### Objective
Retype the records below verbatim, from the line containing "(format x=281, y=63)" through the line containing "x=287, y=183", including both of those lines.

------------

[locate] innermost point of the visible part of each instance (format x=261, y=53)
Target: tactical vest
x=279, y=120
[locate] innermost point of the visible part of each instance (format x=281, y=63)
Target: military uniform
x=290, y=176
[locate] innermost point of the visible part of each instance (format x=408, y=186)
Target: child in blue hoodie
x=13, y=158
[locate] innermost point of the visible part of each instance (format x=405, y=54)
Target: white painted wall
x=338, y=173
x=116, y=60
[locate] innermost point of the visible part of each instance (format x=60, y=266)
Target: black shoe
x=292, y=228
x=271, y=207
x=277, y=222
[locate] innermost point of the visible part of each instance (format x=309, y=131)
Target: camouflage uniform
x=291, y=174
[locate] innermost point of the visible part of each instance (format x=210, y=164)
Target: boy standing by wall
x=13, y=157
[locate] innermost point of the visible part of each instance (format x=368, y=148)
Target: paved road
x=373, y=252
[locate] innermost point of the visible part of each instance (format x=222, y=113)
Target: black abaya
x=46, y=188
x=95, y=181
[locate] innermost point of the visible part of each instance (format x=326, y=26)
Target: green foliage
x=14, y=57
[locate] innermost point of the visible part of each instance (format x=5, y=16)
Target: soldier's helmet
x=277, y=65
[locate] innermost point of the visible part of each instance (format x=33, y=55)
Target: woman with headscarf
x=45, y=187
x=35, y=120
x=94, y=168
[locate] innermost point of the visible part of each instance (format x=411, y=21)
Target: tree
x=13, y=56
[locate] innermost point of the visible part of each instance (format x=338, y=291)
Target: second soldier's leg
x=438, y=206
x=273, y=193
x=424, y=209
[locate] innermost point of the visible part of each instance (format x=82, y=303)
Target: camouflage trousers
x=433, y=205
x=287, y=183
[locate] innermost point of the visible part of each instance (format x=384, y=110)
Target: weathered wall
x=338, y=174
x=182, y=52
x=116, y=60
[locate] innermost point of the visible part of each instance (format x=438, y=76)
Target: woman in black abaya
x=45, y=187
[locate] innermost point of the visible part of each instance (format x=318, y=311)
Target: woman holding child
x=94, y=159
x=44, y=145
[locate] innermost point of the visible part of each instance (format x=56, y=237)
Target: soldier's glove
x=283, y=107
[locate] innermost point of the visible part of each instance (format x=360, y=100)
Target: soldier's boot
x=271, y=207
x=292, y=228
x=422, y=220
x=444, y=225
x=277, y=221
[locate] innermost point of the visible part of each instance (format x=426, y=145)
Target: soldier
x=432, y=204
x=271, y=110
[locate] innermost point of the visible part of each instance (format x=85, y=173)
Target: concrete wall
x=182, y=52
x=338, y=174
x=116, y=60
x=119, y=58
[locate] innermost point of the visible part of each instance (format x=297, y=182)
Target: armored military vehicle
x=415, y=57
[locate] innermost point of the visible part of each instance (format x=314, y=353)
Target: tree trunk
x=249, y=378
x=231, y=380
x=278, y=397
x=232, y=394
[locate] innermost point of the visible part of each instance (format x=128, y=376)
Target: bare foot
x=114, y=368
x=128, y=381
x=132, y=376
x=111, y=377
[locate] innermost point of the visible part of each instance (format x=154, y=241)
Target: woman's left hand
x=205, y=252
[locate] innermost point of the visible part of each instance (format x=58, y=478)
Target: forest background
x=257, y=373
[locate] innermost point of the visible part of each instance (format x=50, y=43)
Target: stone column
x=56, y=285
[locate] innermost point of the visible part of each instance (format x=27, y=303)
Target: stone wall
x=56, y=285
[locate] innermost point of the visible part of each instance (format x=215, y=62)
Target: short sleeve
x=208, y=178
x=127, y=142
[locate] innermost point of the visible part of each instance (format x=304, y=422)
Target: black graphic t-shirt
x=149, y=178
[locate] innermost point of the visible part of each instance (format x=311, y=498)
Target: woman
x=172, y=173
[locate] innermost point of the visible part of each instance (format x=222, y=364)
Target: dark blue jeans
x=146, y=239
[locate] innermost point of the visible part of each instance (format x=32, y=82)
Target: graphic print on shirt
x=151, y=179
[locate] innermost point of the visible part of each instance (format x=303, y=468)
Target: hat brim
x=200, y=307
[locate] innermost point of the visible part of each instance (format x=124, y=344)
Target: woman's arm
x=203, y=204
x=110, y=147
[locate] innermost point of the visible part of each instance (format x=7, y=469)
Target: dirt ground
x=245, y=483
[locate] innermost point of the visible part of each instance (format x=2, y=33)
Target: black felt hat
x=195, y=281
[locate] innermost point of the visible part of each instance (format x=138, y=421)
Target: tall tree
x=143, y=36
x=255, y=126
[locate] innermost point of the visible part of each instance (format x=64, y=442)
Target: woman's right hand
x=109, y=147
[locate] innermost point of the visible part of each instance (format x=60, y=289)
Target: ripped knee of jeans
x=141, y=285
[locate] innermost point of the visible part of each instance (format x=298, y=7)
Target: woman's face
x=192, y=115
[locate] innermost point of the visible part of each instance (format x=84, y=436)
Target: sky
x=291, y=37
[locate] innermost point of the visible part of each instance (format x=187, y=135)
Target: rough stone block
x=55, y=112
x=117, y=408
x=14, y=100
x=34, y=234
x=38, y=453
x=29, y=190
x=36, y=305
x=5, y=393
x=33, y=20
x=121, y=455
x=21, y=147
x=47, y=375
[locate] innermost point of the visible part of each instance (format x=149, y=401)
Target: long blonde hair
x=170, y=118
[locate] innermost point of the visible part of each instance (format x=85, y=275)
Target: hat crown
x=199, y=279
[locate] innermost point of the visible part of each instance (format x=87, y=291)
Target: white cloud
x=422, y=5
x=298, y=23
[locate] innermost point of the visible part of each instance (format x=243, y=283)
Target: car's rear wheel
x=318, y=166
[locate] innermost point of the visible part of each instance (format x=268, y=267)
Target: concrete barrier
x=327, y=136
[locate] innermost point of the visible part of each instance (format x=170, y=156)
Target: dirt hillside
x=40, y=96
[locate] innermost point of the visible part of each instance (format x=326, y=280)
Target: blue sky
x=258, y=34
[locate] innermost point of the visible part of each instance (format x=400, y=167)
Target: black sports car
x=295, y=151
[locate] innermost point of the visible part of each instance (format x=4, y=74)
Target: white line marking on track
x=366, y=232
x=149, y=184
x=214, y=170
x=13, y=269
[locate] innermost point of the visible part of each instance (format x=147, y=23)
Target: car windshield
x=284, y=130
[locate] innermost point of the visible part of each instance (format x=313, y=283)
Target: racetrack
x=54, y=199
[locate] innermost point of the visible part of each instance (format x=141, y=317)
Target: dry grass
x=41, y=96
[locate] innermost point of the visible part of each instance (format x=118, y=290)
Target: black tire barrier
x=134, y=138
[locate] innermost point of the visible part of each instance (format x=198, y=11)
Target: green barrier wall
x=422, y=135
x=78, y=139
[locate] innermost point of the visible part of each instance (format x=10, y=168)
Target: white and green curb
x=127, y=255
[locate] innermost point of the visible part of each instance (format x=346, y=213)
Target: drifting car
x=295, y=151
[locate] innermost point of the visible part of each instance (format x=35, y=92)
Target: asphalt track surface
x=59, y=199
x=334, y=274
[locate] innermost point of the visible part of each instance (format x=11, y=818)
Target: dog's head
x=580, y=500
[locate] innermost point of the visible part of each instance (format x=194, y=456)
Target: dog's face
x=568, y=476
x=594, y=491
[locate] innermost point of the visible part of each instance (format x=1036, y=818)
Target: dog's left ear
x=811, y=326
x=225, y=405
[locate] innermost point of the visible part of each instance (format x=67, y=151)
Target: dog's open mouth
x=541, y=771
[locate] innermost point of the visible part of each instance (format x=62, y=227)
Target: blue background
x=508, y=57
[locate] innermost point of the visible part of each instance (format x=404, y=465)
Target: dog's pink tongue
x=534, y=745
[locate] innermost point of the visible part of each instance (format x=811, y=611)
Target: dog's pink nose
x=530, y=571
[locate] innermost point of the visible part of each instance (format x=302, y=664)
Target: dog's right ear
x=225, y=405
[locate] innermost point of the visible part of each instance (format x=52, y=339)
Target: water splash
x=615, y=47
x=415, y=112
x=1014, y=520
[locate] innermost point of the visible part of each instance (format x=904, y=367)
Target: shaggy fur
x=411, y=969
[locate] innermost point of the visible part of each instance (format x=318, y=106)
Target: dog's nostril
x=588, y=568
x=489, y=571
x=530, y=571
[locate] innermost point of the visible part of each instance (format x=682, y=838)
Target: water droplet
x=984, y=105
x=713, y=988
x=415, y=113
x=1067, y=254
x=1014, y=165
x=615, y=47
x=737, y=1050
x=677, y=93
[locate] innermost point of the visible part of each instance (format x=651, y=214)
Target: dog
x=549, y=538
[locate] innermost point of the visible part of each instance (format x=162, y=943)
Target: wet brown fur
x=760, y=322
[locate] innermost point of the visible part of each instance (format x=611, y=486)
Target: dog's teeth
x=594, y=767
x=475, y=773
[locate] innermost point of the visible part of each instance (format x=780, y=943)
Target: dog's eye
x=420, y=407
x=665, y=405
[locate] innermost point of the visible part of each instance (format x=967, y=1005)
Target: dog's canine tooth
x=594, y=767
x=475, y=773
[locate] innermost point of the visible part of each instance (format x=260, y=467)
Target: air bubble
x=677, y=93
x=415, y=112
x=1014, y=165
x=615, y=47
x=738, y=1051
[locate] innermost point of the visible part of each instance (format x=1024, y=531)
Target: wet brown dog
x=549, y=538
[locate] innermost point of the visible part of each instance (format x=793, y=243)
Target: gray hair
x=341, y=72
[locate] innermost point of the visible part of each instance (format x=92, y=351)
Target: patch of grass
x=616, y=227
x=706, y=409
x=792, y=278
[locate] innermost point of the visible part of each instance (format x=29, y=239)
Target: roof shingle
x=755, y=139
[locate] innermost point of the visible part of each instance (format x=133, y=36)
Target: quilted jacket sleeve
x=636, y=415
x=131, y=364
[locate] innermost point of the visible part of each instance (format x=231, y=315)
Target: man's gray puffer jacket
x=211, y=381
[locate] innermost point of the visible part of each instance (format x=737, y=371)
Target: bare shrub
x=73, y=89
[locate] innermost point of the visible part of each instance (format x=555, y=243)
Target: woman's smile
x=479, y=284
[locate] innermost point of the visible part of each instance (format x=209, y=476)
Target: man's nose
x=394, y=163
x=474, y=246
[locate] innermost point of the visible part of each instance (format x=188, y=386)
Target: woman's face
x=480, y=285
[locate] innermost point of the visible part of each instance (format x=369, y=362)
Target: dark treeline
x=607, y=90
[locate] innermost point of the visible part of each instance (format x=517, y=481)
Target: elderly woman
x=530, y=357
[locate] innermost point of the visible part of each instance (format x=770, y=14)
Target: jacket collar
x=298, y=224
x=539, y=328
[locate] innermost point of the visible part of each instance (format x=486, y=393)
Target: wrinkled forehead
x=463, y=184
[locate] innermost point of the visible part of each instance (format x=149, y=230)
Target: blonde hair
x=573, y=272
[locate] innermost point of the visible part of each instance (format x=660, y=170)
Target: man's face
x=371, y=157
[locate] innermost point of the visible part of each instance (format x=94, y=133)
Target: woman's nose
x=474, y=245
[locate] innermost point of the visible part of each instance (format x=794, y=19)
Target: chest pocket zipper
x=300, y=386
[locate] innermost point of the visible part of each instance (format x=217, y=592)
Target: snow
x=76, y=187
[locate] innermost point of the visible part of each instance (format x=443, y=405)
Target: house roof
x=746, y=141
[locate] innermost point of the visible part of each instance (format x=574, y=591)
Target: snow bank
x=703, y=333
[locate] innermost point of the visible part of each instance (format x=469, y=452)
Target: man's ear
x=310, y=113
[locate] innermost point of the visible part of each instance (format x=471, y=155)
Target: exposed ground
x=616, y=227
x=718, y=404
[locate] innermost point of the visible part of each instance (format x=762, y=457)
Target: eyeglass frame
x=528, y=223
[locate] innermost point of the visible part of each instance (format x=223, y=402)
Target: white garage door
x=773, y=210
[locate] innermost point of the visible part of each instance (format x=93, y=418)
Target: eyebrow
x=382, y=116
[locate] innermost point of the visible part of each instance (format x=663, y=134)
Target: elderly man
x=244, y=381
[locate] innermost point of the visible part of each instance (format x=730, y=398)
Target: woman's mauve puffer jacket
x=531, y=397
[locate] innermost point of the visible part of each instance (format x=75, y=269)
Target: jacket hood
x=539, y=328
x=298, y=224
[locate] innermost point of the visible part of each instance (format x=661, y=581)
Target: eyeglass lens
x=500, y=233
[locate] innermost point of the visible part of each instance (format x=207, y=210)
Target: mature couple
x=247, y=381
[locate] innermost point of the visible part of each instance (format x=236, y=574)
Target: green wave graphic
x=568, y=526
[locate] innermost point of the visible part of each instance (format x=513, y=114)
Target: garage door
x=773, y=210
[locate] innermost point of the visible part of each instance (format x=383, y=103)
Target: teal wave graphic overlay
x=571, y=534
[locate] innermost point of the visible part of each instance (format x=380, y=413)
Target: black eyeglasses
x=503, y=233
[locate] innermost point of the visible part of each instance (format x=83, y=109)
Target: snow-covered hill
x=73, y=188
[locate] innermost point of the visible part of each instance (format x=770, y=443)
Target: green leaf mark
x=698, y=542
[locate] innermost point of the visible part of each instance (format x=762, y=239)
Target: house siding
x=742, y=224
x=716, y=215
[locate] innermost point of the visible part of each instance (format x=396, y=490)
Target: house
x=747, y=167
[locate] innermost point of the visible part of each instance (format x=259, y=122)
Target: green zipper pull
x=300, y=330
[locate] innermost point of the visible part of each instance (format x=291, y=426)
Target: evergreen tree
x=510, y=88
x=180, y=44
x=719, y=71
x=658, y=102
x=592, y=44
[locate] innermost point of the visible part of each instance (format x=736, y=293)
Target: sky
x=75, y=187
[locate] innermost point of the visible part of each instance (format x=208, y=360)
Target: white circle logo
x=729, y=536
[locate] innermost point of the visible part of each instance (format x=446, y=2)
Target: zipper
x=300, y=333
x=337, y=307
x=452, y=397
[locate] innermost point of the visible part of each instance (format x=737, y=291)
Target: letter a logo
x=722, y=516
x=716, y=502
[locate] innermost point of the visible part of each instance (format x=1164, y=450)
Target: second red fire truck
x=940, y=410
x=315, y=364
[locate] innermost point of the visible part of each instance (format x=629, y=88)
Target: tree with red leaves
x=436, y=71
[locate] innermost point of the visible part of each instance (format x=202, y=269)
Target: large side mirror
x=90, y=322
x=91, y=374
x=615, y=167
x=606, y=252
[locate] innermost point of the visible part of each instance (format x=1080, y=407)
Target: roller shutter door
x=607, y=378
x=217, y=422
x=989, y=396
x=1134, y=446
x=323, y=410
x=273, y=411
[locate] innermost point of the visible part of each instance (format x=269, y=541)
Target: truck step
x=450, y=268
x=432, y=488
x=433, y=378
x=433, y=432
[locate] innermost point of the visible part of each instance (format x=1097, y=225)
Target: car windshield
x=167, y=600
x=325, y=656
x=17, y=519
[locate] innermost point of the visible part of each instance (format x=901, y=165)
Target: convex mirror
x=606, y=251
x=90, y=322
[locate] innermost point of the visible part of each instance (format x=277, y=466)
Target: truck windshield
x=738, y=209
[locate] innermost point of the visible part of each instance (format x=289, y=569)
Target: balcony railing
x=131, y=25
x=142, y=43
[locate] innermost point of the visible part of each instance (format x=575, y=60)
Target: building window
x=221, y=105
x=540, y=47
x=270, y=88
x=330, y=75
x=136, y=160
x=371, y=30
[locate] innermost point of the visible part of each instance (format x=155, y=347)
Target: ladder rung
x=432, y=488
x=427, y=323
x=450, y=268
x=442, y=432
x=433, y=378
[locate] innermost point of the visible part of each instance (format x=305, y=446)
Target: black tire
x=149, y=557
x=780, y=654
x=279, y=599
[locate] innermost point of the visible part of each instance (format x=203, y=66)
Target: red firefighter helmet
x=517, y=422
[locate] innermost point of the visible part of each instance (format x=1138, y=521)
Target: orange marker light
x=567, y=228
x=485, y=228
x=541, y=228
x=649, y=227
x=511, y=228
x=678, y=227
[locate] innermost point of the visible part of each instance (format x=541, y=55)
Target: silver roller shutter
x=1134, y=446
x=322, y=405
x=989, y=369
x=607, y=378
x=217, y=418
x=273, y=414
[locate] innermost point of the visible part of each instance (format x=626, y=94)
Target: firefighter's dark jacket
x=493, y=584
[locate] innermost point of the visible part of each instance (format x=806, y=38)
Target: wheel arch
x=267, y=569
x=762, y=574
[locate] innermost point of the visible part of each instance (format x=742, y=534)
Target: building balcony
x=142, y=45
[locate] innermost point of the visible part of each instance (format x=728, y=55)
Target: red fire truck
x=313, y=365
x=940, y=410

------------

### Answer to the problem
[locate] innermost point of the visible part of each instance (format x=281, y=63)
Target: military uniform
x=290, y=176
[locate] innermost point of the visible part of each instance (format x=408, y=186)
Target: child in blue hoodie
x=13, y=158
[locate] innermost point of the visible part of each instance (format x=405, y=54)
Target: white painted wall
x=338, y=173
x=116, y=60
[locate] innermost point of the visible part of each instance (format x=60, y=266)
Target: black shoe
x=292, y=228
x=271, y=207
x=277, y=222
[locate] innermost point of the visible part of each instance (format x=309, y=131)
Target: camouflage uniform
x=291, y=174
[locate] innermost point of the visible part of each instance (format x=210, y=164)
Target: boy standing by wall
x=13, y=157
[locate] innermost point of the visible part of each instance (format x=368, y=148)
Target: paved road
x=373, y=252
[locate] innermost point of the visible part of each instance (format x=222, y=113)
Target: black abaya
x=46, y=188
x=95, y=181
[locate] innermost point of the visible part of each instance (format x=326, y=26)
Target: green foliage
x=14, y=57
[locate] innermost point of the visible part of each instance (format x=5, y=16)
Target: soldier's helmet
x=277, y=65
[locate] innermost point of the visible part of each instance (format x=33, y=55)
Target: woman with headscarf
x=45, y=187
x=35, y=120
x=94, y=168
[locate] innermost point of the visible part of each instance (format x=411, y=21)
Target: tree
x=13, y=56
[locate] innermost point of the visible part of each instance (format x=338, y=291)
Target: second soldier's leg
x=438, y=206
x=273, y=193
x=424, y=209
[locate] innermost point of the visible part of each instance (format x=82, y=303)
Target: camouflage trousers
x=433, y=205
x=287, y=183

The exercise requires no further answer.